LAVORO RICHIESTO → Nella discussione sul profilo instabile di Gentoo, qual è il luogo migliore per trovare soluzioni ai problemi di aggiornamento o funzionamento dei pacchetti instabili?

TESTO DEL DOCUMENTO →
No, corretto è corretto, purtroppo il nostro amico R1zZ1 vuole utilizzare un profilo COMPLETAMENTE instabile, con tutte le conseguenze del caso.

@R1zZ1: sei sicuro di quello che stai facendo?  :Rolling Eyes:   :Wink: 

Purtroppo, nel caso di problemi di aggiornamento/funzionamento di pacchetti instabili (per non parlare dell'intero sistema), il luogo migliore per trovare soluzioni è Gentoo Bugzilla.

----------

## R1zZ1

Sul portatile il profilo completamente instabile funziona bene e so quello che faccio  :Smile: 

Il problema è che qualsiasi versione delle coreutils, anche una stabile, da sempre lo stesso problema, cambia solo il numero di riga dove l'errore si manifesta.

Ciao

----------

## Scen

Uhm, qualcun'altro sembra avere il tuo stesso problema!,e sta utilizzando i linux-headers-2.6.20; tu hai installata la versione 2.6.19*, penso dipenda da loro (come viene detto anche nel thread che ti ho linkato).

DATI FORNITI →
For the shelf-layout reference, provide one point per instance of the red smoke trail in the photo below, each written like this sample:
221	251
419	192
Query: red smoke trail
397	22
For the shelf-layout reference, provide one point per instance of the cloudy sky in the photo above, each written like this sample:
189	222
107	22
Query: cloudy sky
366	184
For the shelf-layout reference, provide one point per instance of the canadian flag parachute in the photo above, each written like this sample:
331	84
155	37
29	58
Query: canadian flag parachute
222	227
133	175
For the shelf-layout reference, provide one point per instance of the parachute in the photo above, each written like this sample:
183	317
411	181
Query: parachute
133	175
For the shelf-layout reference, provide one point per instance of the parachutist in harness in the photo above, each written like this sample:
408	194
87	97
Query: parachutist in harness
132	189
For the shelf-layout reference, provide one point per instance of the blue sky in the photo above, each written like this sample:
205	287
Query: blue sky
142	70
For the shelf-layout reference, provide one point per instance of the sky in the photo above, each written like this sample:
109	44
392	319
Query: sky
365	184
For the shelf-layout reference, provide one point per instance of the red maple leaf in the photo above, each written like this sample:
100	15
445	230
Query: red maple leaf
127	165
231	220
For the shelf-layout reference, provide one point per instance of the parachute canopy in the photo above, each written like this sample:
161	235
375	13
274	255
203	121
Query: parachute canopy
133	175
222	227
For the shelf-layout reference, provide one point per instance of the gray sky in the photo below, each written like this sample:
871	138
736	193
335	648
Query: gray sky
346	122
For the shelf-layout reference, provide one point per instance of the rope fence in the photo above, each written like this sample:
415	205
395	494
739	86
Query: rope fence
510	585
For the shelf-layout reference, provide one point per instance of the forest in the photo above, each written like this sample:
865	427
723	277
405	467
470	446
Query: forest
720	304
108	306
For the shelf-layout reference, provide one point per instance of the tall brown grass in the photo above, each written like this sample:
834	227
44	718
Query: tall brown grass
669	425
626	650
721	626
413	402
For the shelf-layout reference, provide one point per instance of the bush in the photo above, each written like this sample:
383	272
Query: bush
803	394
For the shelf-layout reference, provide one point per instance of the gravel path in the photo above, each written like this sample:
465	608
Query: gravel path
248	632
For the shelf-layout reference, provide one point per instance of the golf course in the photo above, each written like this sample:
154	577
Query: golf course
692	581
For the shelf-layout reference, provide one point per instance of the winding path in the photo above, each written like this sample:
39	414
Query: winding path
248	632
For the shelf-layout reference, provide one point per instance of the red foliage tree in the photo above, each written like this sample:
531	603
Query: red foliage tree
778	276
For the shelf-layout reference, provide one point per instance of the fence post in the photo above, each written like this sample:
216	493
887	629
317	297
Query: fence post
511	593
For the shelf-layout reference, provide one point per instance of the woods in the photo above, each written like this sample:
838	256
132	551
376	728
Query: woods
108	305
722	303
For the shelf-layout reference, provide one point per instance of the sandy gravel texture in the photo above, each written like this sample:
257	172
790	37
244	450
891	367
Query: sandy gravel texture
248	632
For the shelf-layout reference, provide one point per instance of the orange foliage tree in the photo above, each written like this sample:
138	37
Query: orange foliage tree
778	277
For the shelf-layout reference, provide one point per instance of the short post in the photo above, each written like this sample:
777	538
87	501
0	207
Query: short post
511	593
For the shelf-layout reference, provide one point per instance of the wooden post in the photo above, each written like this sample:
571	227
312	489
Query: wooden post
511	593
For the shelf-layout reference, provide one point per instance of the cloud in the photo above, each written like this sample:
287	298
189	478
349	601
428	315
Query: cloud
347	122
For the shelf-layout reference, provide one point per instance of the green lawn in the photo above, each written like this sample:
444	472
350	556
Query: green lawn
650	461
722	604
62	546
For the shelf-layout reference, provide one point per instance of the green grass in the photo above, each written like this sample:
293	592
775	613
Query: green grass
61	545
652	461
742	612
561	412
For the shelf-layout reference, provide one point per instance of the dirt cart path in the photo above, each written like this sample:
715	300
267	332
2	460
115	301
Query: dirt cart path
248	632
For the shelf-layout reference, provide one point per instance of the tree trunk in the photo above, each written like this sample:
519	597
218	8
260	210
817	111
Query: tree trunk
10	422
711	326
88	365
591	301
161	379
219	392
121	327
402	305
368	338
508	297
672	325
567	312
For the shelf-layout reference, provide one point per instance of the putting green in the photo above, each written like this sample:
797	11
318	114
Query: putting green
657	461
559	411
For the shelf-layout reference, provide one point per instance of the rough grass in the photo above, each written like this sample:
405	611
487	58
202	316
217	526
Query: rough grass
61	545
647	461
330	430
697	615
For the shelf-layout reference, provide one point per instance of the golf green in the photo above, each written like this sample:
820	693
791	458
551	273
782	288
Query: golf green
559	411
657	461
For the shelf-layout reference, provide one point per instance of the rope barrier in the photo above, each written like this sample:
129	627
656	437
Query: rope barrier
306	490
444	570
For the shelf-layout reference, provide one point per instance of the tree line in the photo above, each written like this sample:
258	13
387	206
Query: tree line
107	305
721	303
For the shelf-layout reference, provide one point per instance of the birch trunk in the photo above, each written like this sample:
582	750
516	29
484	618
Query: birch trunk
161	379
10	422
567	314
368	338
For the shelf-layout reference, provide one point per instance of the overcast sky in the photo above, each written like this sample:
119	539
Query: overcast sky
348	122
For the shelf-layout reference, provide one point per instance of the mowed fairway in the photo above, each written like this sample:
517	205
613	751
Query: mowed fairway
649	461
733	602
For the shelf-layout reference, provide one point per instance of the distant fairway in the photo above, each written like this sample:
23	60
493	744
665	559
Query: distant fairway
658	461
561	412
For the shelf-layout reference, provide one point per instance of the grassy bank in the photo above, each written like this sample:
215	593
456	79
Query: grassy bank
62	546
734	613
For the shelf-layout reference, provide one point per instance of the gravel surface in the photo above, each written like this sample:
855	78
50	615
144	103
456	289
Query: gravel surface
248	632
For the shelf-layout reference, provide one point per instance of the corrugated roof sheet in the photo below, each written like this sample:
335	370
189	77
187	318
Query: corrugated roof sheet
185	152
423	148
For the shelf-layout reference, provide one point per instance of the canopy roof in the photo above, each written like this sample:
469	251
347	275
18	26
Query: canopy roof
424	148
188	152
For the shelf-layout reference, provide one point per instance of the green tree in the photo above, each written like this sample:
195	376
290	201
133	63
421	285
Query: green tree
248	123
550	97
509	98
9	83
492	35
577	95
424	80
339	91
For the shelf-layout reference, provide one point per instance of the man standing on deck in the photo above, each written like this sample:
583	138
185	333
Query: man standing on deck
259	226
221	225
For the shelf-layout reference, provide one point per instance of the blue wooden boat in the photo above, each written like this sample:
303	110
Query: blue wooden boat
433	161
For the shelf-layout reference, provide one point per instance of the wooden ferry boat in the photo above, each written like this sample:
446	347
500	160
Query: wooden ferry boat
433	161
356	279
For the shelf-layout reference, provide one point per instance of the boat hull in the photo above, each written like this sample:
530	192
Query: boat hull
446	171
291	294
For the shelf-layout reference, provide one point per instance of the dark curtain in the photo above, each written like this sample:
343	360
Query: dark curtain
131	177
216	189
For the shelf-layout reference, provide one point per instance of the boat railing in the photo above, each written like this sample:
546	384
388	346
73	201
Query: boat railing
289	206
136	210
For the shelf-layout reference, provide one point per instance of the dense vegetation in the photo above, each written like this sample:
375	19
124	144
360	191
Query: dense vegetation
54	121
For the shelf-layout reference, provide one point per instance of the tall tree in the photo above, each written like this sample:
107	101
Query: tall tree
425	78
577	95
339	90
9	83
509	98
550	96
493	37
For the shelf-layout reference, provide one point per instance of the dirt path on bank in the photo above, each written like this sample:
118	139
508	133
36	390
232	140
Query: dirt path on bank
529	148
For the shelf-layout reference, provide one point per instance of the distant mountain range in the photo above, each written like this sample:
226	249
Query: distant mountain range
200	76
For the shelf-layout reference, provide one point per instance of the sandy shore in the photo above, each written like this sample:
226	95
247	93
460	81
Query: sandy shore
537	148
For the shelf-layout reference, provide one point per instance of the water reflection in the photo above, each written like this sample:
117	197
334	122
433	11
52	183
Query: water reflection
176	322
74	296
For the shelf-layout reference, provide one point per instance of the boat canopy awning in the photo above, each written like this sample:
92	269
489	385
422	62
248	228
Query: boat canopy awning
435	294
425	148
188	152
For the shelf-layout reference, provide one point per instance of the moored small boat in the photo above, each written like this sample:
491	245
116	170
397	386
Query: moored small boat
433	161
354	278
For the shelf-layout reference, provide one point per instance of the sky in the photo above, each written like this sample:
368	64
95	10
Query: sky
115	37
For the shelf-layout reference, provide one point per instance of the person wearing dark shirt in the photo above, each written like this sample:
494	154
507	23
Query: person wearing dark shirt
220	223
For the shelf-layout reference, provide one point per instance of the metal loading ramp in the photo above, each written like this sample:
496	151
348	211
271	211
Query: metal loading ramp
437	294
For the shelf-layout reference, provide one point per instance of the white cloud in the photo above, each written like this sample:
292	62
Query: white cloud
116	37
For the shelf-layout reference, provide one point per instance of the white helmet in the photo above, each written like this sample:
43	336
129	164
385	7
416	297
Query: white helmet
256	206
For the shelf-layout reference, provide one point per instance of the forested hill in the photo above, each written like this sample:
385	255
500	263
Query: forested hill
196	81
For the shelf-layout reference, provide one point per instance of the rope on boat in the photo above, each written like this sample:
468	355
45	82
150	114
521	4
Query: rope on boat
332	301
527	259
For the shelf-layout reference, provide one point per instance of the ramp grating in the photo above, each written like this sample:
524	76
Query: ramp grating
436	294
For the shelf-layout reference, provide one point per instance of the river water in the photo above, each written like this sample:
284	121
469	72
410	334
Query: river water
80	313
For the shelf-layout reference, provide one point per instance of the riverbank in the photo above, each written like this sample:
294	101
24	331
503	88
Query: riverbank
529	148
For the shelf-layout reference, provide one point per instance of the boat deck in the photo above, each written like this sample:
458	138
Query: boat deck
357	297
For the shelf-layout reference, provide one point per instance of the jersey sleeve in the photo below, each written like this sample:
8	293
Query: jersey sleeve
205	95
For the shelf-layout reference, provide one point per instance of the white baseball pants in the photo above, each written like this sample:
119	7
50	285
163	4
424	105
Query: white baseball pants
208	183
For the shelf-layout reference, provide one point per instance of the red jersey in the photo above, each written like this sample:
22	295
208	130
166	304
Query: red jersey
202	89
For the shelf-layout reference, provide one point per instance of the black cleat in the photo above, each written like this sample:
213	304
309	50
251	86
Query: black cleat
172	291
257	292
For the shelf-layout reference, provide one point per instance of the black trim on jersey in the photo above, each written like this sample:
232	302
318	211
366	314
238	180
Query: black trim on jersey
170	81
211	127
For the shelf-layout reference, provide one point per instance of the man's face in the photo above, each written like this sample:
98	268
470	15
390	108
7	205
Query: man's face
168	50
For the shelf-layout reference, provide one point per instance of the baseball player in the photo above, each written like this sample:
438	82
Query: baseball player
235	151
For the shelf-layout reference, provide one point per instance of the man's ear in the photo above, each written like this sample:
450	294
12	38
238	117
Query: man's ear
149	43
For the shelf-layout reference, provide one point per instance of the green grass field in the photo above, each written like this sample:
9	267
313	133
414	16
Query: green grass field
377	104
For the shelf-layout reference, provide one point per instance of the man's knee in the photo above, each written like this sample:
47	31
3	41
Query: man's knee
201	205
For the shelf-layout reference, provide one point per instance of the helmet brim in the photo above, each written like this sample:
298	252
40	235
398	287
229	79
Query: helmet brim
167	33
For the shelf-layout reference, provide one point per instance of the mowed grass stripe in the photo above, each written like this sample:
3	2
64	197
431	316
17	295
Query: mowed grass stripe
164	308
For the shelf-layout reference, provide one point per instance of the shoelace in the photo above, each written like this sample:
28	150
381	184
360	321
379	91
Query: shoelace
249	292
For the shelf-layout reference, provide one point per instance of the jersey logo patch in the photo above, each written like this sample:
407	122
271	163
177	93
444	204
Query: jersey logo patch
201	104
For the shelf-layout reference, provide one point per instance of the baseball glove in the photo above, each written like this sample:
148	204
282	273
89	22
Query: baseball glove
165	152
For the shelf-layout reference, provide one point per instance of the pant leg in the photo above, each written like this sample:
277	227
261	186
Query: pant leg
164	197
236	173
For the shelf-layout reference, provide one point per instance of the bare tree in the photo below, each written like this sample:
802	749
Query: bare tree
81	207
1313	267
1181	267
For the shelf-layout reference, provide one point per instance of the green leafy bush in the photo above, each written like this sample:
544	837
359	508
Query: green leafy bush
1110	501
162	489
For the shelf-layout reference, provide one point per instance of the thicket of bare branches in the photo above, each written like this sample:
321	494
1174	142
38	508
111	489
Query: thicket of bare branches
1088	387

RISPOSTA → Gentoo Bugzilla.